COMPITO BREVE 1: Riscrivi in forma più concisa il paragrafo dell'estratto sul contratto della dirigenza sanitaria che inizia con "Più volte ho segnalato", conservandone i fatti principali.
COMPITO BREVE 2: Prosegui l'estratto sul contratto della dirigenza sanitaria dopo l'ultima frase riportata.

━━━ ESTRATTO PAGINA ━━━

Più volte ho segnalato quanto sia complessa l’applicazione del recente Ccnl della dirigenza sanitaria a causa delle notevoli revisioni introdotte negli aspetti organizzativi. Difatti le parti del contratto che riguardano istituti normativi o economici comportano difficoltà tutto sommato conformi a quelle pregresse e le modifiche e integrazioni costituiscono il normale lavoro sul campo derivante dai rinnovi contrattuali. Al contrario, le clausole che regolano orario, guardie, reperibilità, straordinario e ferie sono così innovative che necessitano di un diverso approccio rispetto al passato.

━━━ ELENCO DATI ━━━

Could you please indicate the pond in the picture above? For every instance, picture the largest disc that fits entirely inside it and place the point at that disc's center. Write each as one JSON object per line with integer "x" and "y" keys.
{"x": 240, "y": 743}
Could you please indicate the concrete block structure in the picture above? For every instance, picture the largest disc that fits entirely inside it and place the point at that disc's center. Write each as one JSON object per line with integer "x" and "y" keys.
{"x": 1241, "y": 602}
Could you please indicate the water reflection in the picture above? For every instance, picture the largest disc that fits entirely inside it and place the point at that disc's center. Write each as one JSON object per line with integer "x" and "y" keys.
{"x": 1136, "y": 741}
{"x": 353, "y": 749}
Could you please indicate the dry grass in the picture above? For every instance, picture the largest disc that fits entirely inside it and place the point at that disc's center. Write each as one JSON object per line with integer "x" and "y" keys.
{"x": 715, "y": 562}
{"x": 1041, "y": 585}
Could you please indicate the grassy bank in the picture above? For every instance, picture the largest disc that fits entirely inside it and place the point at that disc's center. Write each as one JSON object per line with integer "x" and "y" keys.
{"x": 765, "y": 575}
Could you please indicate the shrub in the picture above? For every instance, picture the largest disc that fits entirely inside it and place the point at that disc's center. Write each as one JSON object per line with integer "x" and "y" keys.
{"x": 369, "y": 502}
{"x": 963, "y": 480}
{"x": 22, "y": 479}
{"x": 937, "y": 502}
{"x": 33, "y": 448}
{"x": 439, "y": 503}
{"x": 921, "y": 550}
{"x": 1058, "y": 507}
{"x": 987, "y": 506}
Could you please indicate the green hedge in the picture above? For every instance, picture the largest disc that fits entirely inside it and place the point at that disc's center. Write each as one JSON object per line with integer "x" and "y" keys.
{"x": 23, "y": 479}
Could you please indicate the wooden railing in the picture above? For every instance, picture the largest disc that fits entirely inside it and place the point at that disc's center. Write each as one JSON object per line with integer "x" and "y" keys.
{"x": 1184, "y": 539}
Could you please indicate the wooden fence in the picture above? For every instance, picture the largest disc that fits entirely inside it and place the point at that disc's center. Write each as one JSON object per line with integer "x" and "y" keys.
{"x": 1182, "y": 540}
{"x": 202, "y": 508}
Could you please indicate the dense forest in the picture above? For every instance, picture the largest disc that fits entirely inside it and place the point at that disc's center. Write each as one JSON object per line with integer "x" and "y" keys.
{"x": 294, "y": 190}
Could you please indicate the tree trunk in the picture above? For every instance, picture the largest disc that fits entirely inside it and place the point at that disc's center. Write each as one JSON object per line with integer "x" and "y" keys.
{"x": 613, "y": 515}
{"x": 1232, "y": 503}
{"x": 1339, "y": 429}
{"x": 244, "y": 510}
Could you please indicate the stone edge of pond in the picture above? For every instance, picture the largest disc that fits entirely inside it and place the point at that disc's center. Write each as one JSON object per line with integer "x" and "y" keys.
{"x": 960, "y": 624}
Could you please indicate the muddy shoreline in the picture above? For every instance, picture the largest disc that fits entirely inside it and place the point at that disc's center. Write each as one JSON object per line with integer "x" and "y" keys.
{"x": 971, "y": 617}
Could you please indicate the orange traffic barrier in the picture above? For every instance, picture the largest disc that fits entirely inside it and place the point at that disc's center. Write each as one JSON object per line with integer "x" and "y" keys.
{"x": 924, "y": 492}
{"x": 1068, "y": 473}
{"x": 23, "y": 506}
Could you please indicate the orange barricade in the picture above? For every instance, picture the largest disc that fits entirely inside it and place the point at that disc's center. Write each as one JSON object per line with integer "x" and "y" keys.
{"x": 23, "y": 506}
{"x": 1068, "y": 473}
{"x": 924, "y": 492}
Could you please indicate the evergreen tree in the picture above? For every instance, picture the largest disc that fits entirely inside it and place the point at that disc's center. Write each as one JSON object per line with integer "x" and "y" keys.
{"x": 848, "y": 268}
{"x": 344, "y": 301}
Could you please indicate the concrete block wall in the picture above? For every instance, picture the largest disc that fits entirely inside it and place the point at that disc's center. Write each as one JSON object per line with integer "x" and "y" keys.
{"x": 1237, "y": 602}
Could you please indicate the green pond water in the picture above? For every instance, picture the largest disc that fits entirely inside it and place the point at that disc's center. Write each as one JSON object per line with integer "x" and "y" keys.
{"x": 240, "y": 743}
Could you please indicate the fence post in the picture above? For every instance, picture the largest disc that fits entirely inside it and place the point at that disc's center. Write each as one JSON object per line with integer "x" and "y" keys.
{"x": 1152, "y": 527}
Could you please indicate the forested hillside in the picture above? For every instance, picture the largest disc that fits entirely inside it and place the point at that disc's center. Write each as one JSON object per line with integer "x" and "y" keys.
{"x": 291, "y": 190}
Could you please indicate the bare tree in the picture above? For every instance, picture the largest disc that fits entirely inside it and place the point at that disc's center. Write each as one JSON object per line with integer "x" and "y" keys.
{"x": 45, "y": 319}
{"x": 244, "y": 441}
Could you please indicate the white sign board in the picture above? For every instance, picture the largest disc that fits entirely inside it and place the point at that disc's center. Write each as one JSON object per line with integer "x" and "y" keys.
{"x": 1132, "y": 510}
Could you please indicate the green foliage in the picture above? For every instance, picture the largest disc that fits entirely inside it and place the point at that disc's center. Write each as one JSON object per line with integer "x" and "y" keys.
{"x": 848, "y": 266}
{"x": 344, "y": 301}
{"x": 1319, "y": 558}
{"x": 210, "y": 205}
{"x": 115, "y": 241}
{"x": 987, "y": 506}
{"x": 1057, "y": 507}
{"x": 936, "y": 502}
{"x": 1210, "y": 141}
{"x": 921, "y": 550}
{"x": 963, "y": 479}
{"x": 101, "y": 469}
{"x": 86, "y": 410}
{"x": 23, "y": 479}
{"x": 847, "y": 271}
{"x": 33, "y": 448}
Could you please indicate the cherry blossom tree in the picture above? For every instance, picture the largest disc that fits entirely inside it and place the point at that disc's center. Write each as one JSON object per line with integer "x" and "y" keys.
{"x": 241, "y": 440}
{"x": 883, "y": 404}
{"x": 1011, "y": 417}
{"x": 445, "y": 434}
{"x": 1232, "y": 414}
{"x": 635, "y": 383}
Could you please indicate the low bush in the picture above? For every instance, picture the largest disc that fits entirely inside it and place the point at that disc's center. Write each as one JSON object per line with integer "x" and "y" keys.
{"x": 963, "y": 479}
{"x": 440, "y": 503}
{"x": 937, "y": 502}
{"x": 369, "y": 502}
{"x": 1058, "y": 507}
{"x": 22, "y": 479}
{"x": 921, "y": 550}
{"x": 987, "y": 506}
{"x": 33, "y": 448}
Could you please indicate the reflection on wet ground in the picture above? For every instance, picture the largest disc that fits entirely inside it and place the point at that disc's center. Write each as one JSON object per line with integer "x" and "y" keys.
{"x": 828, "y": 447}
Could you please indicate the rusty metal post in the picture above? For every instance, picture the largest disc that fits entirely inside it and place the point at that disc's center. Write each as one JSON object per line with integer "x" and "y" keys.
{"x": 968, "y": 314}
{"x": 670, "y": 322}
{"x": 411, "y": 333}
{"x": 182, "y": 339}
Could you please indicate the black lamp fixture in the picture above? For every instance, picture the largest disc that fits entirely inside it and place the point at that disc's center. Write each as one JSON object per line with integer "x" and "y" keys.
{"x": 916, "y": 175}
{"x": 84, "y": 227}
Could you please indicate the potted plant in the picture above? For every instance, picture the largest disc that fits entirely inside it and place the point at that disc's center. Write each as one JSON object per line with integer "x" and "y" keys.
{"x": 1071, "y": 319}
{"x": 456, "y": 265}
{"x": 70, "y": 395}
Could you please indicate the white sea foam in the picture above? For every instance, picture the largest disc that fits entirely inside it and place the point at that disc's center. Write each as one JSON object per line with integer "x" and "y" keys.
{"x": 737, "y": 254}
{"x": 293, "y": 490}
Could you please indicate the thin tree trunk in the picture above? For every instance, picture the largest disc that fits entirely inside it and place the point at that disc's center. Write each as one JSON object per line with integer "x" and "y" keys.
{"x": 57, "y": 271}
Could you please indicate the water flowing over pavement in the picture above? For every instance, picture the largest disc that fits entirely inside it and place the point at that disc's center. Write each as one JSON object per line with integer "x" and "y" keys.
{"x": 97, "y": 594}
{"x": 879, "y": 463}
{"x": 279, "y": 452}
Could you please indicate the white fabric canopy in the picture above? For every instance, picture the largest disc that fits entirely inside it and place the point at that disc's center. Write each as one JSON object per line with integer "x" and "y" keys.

━━━

RISPOSTA FINALE 1: Il recente Ccnl della dirigenza sanitaria è difficile da applicare per le ampie revisioni organizzative che introduce. Le parti su istituti normativi ed economici comportano difficoltà simili a quelle passate, affrontabili con il normale lavoro legato ai rinnovi contrattuali. Le clausole su orario, guardie, reperibilità, straordinario e ferie, invece, sono così innovative da richiedere un approccio diverso rispetto al passato.

RISPOSTA FINALE 2:
Un aspetto operativo forse non ancora valutato a pieno dagli addetti ai lavori è quello della applicabilità del Ccnl - ovvero di quali parti di esso - al personale universitario. Ricordiamo brevemente la peculiare e molto complessa situazione della convivenza di personale ospedaliero e universitario nelle aziende sanitarie che hanno questa caratteristica. Stiamo parlando del modello aziendale risalente alle norme contenute nel d.lgs. 517/1999, comunemente detto “decreto Bindi/Zecchino” dai nomi dei due ministri all’epoca in carica. Si tratta delle 36 “aziende ospedaliere integrate con l’università” (art. 2, comma 2, lettera b) che si distinguono dall’altra tipologia prevista dal citato decreto, cioè le 9 “aziende ospedaliere universitarie integrate con il Servizio sanitario nazionale”, altrimenti denominate ex policlinici a gestione diretta (art. 2, comma 2, lettera a). Entrambe le tipologie giuridiche sono configurate nel richiamato art. 2, comma 2, del decreto e disciplinate dai successivi commi 3-10. I rapporti tra Servizio sanitario nazionale e università, con particolare riguardo all’attività assistenziale necessaria per lo svolgimento dei compiti istituzionali delle università, sono determinati secondo specifici Protocolli d’intesa stipulati dalla Regione con le Università ubicate nel proprio territorio.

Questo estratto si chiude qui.